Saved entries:
Content starts

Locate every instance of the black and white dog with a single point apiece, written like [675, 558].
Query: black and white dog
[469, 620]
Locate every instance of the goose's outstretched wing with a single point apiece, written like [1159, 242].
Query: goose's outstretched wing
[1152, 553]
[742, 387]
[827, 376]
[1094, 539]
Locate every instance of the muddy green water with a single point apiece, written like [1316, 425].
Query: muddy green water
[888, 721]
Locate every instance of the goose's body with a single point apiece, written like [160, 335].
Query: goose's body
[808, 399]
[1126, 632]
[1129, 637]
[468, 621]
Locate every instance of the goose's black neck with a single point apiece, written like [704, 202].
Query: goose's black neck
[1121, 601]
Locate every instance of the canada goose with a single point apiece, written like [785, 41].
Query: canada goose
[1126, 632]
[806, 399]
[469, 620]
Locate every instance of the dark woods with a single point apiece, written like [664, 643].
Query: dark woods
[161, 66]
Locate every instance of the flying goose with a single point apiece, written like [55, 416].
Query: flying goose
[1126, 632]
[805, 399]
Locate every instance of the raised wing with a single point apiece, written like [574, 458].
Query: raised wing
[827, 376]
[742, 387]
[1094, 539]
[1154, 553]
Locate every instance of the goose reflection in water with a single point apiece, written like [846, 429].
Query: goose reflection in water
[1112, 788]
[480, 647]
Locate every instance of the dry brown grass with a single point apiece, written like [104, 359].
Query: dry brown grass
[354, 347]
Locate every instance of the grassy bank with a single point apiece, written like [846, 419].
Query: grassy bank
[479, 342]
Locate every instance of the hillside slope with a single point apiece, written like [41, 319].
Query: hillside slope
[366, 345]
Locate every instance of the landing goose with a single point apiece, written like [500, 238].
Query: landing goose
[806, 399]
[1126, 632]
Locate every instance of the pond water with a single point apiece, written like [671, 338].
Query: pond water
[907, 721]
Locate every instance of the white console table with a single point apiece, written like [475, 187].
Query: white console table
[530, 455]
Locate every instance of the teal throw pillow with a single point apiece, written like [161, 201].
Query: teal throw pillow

Content ends

EXERCISE AIM:
Counting only lines that contain the word "pillow", how many are there in the records above? Give the number alone.

EXERCISE RESULT:
2